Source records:
□ □ □ □ □
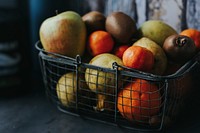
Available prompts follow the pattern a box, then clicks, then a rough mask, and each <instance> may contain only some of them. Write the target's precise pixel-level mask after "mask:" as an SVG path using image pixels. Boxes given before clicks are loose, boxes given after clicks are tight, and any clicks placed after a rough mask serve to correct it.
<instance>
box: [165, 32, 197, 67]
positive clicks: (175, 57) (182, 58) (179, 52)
mask: <svg viewBox="0 0 200 133" xmlns="http://www.w3.org/2000/svg"><path fill="white" fill-rule="evenodd" d="M163 50H164V51H165V53H166V55H167V57H168V59H169V60H170V61H172V62H174V63H178V64H184V63H186V62H187V61H189V60H190V59H191V58H192V57H193V56H194V55H195V54H196V51H197V48H196V46H195V43H194V41H193V40H192V39H191V38H190V37H187V36H184V35H178V34H174V35H171V36H169V37H167V38H166V39H165V41H164V44H163Z"/></svg>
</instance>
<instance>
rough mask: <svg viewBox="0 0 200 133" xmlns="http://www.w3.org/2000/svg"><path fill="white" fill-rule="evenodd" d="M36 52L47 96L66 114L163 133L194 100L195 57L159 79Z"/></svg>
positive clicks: (178, 118)
mask: <svg viewBox="0 0 200 133" xmlns="http://www.w3.org/2000/svg"><path fill="white" fill-rule="evenodd" d="M36 48H37V49H38V50H39V61H40V65H41V71H42V75H43V80H44V85H45V87H46V89H45V90H46V95H47V97H48V98H49V99H50V101H52V102H53V103H54V104H55V105H56V106H57V107H58V109H59V110H60V111H62V112H64V113H68V114H71V115H75V116H81V117H83V118H88V119H92V120H96V121H100V122H104V123H108V124H112V125H117V126H119V127H123V128H128V129H133V130H139V131H161V130H163V129H166V128H168V127H170V126H171V125H172V123H175V122H177V120H178V119H179V118H180V117H181V116H184V115H186V114H185V113H187V105H188V104H191V102H194V100H197V99H194V97H195V95H197V94H196V92H197V91H198V88H199V86H200V83H198V81H197V79H199V75H200V64H199V60H200V55H199V54H197V56H195V57H194V58H193V59H191V60H190V61H188V62H187V63H186V64H184V65H183V66H182V67H181V68H180V69H179V70H178V71H176V72H175V73H174V74H171V75H167V76H158V75H153V74H150V73H145V72H141V71H138V70H135V69H129V68H126V67H124V66H120V65H118V64H117V63H113V69H110V68H102V67H98V66H93V65H90V64H88V63H84V62H83V61H82V58H81V57H80V56H78V55H77V57H76V58H70V57H66V56H63V55H59V54H55V53H50V52H46V51H45V50H44V49H43V48H42V45H41V43H40V41H38V42H37V43H36ZM102 80H103V81H104V83H102V82H100V81H102ZM89 88H90V89H89ZM91 88H92V89H91ZM98 88H101V89H98Z"/></svg>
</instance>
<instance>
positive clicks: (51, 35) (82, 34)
mask: <svg viewBox="0 0 200 133" xmlns="http://www.w3.org/2000/svg"><path fill="white" fill-rule="evenodd" d="M86 33H87V31H86V26H85V23H84V22H83V20H82V18H81V16H80V15H79V14H78V13H76V12H74V11H65V12H62V13H60V14H57V15H56V16H52V17H50V18H47V19H45V20H44V21H43V22H42V24H41V26H40V29H39V36H40V41H41V43H42V46H43V48H44V49H45V50H46V51H48V52H53V53H57V54H62V55H65V56H69V57H72V58H74V57H75V56H76V55H83V53H84V50H85V43H86Z"/></svg>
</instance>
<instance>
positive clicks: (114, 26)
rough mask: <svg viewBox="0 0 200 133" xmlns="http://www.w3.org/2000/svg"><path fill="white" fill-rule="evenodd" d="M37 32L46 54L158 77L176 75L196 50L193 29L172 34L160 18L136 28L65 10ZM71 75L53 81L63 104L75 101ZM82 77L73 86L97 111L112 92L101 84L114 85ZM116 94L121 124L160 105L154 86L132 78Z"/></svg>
mask: <svg viewBox="0 0 200 133" xmlns="http://www.w3.org/2000/svg"><path fill="white" fill-rule="evenodd" d="M39 34H40V41H41V44H42V45H43V48H44V49H45V50H46V51H48V52H53V53H57V54H61V55H65V56H68V57H72V58H75V57H76V55H80V56H81V58H82V59H83V61H85V62H86V63H89V64H90V65H95V66H99V67H103V68H110V69H112V68H113V67H112V64H113V63H114V62H116V63H117V64H118V65H120V66H124V67H125V68H126V67H127V68H130V69H137V70H139V71H143V72H146V73H151V74H155V75H160V76H162V75H163V76H164V75H169V74H173V73H174V72H176V71H177V70H178V69H179V68H180V67H181V66H182V65H183V64H185V63H186V62H187V61H189V60H190V59H191V58H193V57H194V56H195V55H196V54H197V52H198V51H199V49H200V31H198V30H197V29H191V28H188V29H185V30H183V31H181V32H180V33H178V32H177V31H176V30H174V29H173V28H172V27H171V26H170V25H168V24H166V23H165V22H163V21H160V20H148V21H146V22H144V23H143V24H142V25H140V26H139V27H137V25H136V22H135V20H134V19H132V18H131V17H130V16H128V15H127V14H125V13H123V12H119V11H116V12H112V13H110V14H109V15H108V16H104V15H103V14H102V13H100V12H97V11H91V12H88V13H87V14H85V15H83V16H80V15H79V14H78V13H76V12H74V11H66V12H63V13H60V14H57V15H56V16H54V17H51V18H48V19H46V20H44V22H43V23H42V24H41V27H40V31H39ZM97 73H98V76H97ZM105 75H106V77H107V78H105ZM75 76H76V75H75V74H73V73H70V72H69V73H66V74H65V75H63V76H62V77H61V78H60V80H59V81H58V84H57V88H56V89H57V96H58V98H59V99H60V101H61V103H62V104H63V105H65V106H69V104H70V103H71V101H75V99H76V98H75V96H76V95H75V93H76V91H77V90H76V89H77V86H76V83H74V82H79V81H76V80H75V79H76V77H75ZM84 76H85V77H84V79H85V83H86V84H84V85H83V84H82V83H80V84H79V85H81V86H82V85H83V86H87V87H88V88H89V89H90V90H91V91H92V92H94V93H96V94H97V99H98V101H97V104H96V106H95V107H94V109H95V110H96V111H103V110H104V108H105V104H104V100H105V99H106V95H104V94H105V93H106V94H114V91H113V89H110V88H109V87H107V88H105V86H104V85H106V86H115V84H116V81H115V78H114V75H113V74H112V73H106V72H103V71H100V70H99V71H98V70H93V69H89V68H87V69H86V70H85V75H84ZM119 87H120V83H119ZM115 89H118V88H115ZM97 92H98V93H97ZM118 92H119V93H118V96H117V97H118V99H117V108H118V111H119V113H120V114H121V116H122V117H124V118H126V119H127V120H130V121H133V120H136V121H143V120H147V119H149V118H150V117H152V116H155V115H157V114H158V113H159V110H160V107H161V104H162V101H161V94H160V91H159V86H157V85H156V84H154V83H151V82H150V81H147V80H144V79H139V78H135V79H134V80H133V81H132V82H130V83H127V84H126V85H123V89H119V91H118Z"/></svg>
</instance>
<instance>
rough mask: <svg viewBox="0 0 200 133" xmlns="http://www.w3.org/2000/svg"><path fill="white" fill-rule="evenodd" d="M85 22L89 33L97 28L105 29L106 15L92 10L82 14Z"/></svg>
mask: <svg viewBox="0 0 200 133" xmlns="http://www.w3.org/2000/svg"><path fill="white" fill-rule="evenodd" d="M82 20H83V21H84V22H85V25H86V28H87V32H88V34H90V33H92V32H94V31H96V30H105V20H106V17H105V16H104V14H103V13H101V12H99V11H90V12H88V13H86V14H85V15H83V16H82Z"/></svg>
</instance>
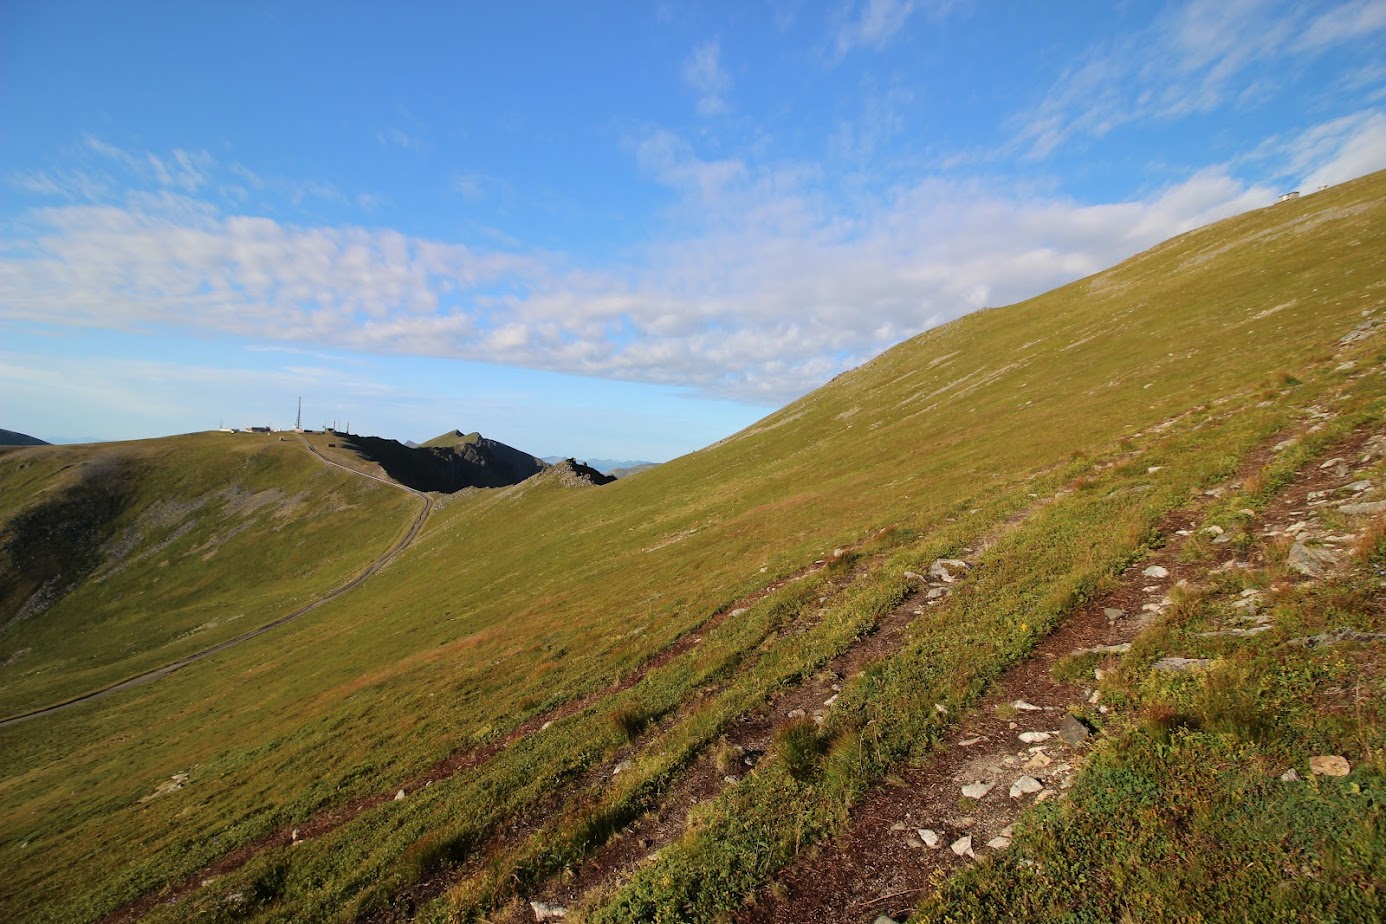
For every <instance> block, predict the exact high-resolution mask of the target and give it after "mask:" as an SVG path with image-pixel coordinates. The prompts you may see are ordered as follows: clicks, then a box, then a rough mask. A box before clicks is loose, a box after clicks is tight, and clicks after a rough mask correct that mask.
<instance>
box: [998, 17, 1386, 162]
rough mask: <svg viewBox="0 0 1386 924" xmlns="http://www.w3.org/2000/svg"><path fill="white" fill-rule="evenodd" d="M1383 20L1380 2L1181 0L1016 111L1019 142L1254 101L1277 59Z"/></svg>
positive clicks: (1307, 55) (1097, 49)
mask: <svg viewBox="0 0 1386 924" xmlns="http://www.w3.org/2000/svg"><path fill="white" fill-rule="evenodd" d="M1383 26H1386V0H1346V1H1343V3H1337V4H1335V6H1332V7H1321V6H1319V7H1315V6H1306V4H1288V3H1283V1H1282V0H1186V1H1185V3H1181V4H1178V6H1174V7H1170V8H1168V10H1167V11H1164V12H1161V14H1160V15H1159V17H1156V19H1155V21H1153V22H1152V24H1150V25H1149V26H1148V28H1145V29H1142V30H1139V32H1135V33H1130V35H1124V36H1116V37H1112V39H1107V40H1105V42H1103V43H1102V44H1099V46H1095V47H1094V48H1091V50H1089V53H1088V54H1087V55H1085V57H1084V58H1081V60H1080V61H1077V62H1076V64H1074V65H1073V66H1070V68H1069V69H1067V71H1066V72H1064V73H1063V75H1062V76H1060V78H1059V79H1058V80H1056V82H1055V85H1053V86H1052V87H1051V89H1049V91H1048V93H1046V94H1045V97H1044V100H1041V101H1039V104H1038V105H1035V107H1031V108H1030V109H1027V111H1026V112H1024V114H1023V115H1020V116H1017V119H1016V122H1015V125H1016V144H1017V145H1019V148H1021V150H1024V151H1027V152H1028V154H1030V155H1031V157H1034V158H1045V157H1048V155H1051V154H1052V152H1053V151H1055V150H1058V148H1059V147H1062V145H1064V144H1067V143H1070V141H1071V140H1074V139H1084V137H1091V139H1100V137H1103V136H1106V134H1107V133H1110V132H1112V130H1114V129H1117V127H1120V126H1123V125H1127V123H1132V122H1146V121H1152V119H1175V118H1181V116H1188V115H1192V114H1200V112H1211V111H1214V109H1217V108H1220V107H1224V105H1249V104H1254V103H1256V101H1258V100H1264V98H1267V96H1268V94H1270V91H1271V90H1272V89H1274V86H1272V85H1274V78H1272V76H1268V73H1271V72H1274V71H1275V69H1277V68H1275V66H1274V65H1282V64H1283V62H1285V61H1286V60H1288V58H1293V57H1301V58H1307V57H1310V55H1317V54H1322V53H1325V51H1328V50H1329V48H1331V47H1333V46H1339V44H1342V43H1346V42H1356V40H1362V39H1367V37H1368V36H1371V35H1372V33H1374V32H1376V30H1379V29H1382V28H1383Z"/></svg>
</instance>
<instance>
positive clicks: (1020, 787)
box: [1010, 776, 1044, 799]
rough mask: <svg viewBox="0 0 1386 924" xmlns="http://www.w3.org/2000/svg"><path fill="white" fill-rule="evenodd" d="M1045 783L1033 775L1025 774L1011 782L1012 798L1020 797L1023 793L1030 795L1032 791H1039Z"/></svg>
mask: <svg viewBox="0 0 1386 924" xmlns="http://www.w3.org/2000/svg"><path fill="white" fill-rule="evenodd" d="M1042 788H1044V785H1042V784H1041V783H1039V780H1037V779H1034V777H1033V776H1023V777H1020V779H1019V780H1016V781H1015V783H1012V784H1010V798H1012V799H1019V798H1020V797H1021V795H1030V794H1031V792H1038V791H1039V790H1042Z"/></svg>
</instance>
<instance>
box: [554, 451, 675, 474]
mask: <svg viewBox="0 0 1386 924" xmlns="http://www.w3.org/2000/svg"><path fill="white" fill-rule="evenodd" d="M539 459H542V460H543V461H546V463H549V464H550V465H552V464H554V463H560V461H563V460H564V459H565V456H539ZM585 461H586V464H588V465H592V467H593V468H596V470H597V471H599V472H602V474H603V475H615V477H617V478H624V477H625V475H633V474H635V472H638V471H644V470H646V468H654V467H656V465H658V464H660V463H647V461H631V460H620V459H588V460H585Z"/></svg>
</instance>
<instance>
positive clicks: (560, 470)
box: [550, 459, 615, 488]
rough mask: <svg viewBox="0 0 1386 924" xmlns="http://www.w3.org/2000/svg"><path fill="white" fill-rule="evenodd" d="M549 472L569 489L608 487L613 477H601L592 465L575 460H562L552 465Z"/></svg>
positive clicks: (599, 474)
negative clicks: (602, 486) (598, 485)
mask: <svg viewBox="0 0 1386 924" xmlns="http://www.w3.org/2000/svg"><path fill="white" fill-rule="evenodd" d="M550 471H552V472H553V475H554V477H556V478H557V479H559V481H560V482H561V483H564V485H568V486H570V488H586V486H593V485H610V483H611V482H613V481H615V475H603V474H602V472H599V471H597V470H596V468H593V467H592V465H588V464H584V463H579V461H578V460H575V459H564V460H563V461H560V463H557V464H554V465H553V467H552V468H550Z"/></svg>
□ □ □ □ □
Try it:
Reproduce each line of the records in which the word "before" appears.

Task output:
Available prompts follow the pattern a box, then clicks, then a rough mask, and each <instance> may contain only some of them. Write the target's precise pixel-level mask after "mask:" as an SVG path using image pixels. Boxes given before clicks are loose, boxes given after clicks are tight, and any clicks placed after a rough mask serve to correct it.
For every <instance> block, predict the exact high-resolution mask of the target and give it after "mask:" as an SVG path with image-pixel coordinates. The prompts you may see are ordered as follows: clicks, then a box, then a rough mask. A box before clicks is loose, a box after clicks is tight, and clicks after a rough mask correct that mask.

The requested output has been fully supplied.